--- TASK STATEMENT ---
Reproduce only the part of the listing between the lines holding "For the evaluation set, tag every instance of the shrub" and "72], [260, 72]]", inclusive, keeping the requests as they are. In the answers, multiply every point coordinate by 1.2 and round to a whole number, rounding halves up.

--- DATA SUPPLIED ---
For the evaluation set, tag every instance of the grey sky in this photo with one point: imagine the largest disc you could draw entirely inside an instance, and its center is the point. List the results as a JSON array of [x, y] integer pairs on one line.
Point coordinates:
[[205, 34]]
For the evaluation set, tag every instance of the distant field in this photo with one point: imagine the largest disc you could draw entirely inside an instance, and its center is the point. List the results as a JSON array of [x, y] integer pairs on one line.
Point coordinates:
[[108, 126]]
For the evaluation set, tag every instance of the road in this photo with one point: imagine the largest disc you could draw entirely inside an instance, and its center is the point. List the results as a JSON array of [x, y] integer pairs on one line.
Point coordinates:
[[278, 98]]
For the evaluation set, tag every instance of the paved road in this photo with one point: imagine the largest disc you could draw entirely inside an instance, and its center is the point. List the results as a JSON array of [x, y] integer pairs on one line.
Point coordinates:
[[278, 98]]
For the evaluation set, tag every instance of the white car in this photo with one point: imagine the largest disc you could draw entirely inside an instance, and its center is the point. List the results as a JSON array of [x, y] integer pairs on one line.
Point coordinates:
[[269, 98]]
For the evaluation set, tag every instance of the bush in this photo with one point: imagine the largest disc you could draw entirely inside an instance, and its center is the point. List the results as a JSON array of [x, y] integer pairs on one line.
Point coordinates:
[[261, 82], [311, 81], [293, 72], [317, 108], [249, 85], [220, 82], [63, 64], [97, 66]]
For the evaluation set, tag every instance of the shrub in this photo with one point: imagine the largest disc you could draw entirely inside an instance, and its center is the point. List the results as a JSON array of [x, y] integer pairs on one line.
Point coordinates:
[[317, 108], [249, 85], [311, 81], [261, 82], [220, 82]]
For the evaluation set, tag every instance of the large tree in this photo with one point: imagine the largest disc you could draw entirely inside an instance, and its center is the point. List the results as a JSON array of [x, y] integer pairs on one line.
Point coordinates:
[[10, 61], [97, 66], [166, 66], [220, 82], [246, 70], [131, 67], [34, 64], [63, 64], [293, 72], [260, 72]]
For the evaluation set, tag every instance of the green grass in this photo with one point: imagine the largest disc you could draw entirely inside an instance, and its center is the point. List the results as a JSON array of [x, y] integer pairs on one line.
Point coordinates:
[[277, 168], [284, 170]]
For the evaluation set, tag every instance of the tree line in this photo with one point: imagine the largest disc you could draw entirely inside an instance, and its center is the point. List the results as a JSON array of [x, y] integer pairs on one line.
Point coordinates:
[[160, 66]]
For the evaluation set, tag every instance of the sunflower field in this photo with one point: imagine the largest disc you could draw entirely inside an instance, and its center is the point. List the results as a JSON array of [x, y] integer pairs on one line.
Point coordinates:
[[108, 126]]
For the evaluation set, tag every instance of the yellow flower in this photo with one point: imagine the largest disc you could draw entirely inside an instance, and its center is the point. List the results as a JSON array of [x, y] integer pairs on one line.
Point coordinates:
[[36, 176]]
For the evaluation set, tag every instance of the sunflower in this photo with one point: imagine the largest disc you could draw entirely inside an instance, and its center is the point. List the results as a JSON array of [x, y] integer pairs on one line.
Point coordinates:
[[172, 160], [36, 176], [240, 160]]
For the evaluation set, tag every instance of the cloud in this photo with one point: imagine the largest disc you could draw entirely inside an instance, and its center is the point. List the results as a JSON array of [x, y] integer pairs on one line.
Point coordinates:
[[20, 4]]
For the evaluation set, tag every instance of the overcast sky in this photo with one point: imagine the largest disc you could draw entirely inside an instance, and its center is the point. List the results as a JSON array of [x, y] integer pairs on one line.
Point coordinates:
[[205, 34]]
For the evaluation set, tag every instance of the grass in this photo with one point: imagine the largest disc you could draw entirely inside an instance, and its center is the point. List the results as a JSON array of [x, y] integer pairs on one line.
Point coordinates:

--- RESULT FOR THIS TASK ---
For the evaluation set, tag every instance of the shrub in this photo with one point: imagine the largest disc you could draw entirely inside an instance, and its center is the point. List the results as a JSON array of [x, y] integer pairs on one line.
Point coordinates:
[[380, 130], [299, 102], [373, 97], [313, 98], [264, 98]]
For the evaluation set, tag every instance of the large tree in this photo with one point: imagine the largest disc you could draw entirely inside an instance, and its center is the point. List the results as a JSON array of [x, y] integer pairs on one line.
Point coordinates:
[[12, 73], [116, 79], [199, 79], [264, 98], [295, 84], [157, 80], [41, 77], [76, 77], [352, 86], [312, 86]]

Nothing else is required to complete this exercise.